| Exercise goal |
In the entries below, find the line with "Target: statue on top of column" and the line with "instance: [(489, 188)]". Reproduce those two lines and every line between them exactly, and nothing more.

| Image point grounding data |
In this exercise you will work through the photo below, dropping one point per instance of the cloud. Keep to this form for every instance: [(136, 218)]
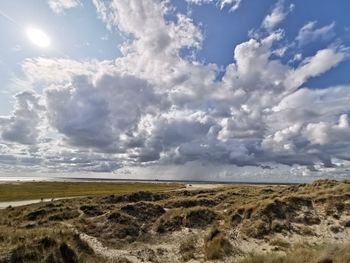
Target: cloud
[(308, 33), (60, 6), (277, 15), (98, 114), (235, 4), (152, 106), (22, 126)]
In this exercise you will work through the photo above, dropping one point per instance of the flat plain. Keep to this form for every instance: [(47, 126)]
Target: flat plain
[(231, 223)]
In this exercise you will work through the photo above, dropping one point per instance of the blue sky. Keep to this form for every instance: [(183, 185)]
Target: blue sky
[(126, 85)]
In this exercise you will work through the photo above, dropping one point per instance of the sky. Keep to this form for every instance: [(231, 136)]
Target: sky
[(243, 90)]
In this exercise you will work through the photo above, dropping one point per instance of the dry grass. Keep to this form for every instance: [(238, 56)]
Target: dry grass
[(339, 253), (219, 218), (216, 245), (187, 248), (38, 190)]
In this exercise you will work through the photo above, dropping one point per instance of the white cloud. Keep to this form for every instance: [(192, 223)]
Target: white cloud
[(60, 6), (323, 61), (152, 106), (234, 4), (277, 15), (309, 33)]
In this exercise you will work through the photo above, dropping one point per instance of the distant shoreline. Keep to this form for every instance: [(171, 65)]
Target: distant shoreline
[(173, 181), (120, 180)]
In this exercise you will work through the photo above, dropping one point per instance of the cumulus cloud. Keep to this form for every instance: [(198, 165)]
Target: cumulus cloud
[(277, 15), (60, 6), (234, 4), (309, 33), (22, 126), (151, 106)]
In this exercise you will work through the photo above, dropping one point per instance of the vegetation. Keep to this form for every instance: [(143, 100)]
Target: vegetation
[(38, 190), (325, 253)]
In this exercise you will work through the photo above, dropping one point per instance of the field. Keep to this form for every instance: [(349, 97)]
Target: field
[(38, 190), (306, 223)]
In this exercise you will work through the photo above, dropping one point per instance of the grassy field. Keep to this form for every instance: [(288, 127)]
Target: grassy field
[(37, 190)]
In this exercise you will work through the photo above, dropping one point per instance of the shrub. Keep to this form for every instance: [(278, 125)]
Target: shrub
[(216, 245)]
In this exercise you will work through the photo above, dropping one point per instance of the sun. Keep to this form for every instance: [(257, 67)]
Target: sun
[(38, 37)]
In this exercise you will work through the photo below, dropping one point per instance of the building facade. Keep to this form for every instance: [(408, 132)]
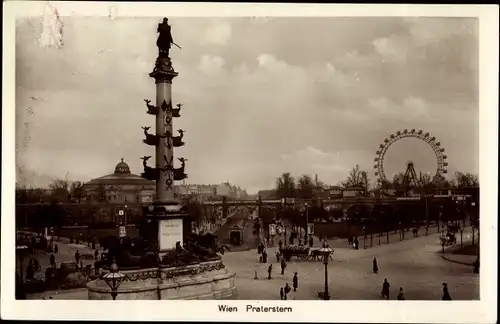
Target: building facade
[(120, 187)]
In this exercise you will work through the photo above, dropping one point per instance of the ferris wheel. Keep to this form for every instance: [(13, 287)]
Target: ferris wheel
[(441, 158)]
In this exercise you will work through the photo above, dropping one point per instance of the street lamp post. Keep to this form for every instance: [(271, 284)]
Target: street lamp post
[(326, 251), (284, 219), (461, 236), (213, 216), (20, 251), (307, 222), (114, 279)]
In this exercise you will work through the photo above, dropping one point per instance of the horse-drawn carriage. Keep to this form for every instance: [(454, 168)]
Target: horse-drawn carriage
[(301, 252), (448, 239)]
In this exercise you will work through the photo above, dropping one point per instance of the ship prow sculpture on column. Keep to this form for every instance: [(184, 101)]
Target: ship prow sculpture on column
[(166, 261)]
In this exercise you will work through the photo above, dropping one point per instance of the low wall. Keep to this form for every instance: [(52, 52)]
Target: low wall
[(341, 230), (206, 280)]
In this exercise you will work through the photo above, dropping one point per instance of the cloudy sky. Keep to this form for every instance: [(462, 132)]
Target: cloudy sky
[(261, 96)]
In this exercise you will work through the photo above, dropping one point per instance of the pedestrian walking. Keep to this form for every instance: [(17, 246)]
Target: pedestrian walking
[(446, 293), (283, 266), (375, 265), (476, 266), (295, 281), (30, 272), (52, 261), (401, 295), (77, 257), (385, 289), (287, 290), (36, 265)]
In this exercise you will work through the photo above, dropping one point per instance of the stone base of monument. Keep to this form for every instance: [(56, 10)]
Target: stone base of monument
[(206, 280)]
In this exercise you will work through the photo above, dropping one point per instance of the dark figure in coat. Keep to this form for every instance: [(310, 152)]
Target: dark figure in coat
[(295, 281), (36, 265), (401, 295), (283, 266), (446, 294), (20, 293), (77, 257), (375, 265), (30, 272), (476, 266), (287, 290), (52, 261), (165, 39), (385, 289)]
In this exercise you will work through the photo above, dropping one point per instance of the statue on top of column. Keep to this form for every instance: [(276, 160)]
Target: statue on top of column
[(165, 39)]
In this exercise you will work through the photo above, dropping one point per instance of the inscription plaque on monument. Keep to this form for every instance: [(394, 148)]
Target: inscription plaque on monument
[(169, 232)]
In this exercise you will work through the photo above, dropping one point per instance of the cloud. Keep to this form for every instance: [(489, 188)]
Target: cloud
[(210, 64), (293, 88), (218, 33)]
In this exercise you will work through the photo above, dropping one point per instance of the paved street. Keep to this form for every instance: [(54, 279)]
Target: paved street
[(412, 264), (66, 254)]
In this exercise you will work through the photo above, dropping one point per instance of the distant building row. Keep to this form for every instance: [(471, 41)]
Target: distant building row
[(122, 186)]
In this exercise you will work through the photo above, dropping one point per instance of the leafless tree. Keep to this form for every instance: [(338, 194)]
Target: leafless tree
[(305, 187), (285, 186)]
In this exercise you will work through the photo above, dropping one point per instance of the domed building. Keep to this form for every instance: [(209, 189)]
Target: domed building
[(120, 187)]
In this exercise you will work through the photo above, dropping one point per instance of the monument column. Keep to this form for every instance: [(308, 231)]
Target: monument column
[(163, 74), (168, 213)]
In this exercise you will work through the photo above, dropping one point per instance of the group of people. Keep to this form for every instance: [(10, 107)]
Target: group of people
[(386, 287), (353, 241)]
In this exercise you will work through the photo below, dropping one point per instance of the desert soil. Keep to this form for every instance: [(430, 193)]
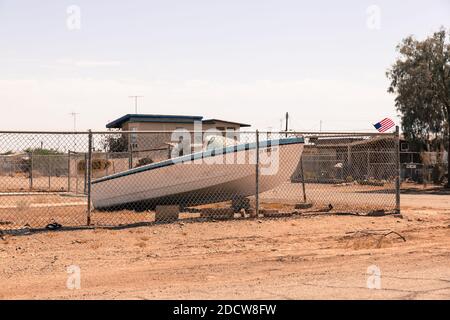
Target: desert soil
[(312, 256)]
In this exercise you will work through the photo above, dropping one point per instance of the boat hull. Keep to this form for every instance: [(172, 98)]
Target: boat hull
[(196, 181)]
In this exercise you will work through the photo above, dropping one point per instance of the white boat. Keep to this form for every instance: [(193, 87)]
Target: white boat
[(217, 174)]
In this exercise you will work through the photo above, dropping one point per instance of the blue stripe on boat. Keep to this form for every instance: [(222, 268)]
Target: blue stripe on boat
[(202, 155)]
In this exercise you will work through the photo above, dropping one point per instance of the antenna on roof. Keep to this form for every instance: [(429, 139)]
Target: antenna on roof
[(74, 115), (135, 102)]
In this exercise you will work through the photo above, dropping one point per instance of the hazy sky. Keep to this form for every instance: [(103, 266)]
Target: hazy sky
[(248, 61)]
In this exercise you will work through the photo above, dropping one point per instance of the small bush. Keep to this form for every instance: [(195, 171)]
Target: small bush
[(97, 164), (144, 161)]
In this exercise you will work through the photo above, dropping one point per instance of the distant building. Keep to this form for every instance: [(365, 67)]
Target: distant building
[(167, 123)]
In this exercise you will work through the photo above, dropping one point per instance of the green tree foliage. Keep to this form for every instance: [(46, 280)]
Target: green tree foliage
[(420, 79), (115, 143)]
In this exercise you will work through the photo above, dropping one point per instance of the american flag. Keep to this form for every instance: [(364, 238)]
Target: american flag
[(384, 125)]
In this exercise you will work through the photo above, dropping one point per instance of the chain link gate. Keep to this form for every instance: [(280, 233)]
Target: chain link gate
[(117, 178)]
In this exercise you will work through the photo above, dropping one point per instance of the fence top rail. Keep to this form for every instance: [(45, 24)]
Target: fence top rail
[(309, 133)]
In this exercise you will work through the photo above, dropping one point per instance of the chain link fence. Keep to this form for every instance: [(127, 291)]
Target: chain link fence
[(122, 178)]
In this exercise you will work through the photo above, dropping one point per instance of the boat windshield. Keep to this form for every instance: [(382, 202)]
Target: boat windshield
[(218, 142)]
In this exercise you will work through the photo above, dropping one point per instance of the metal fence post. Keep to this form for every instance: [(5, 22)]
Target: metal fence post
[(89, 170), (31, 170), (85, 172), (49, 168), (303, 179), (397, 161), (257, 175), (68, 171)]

| Task response |
Target: statue on top of column
[(165, 39)]
In this exercise you will work through the photo above, dropping one point per instance of the inscription plaque on monument. Keep to this form for every instance: [(394, 148)]
Target: inscription plaque on monument
[(169, 232)]
In this exercise you will work through the photo above, dropping one point per instance of the cloud. Keep to this form for every instance: [(489, 188)]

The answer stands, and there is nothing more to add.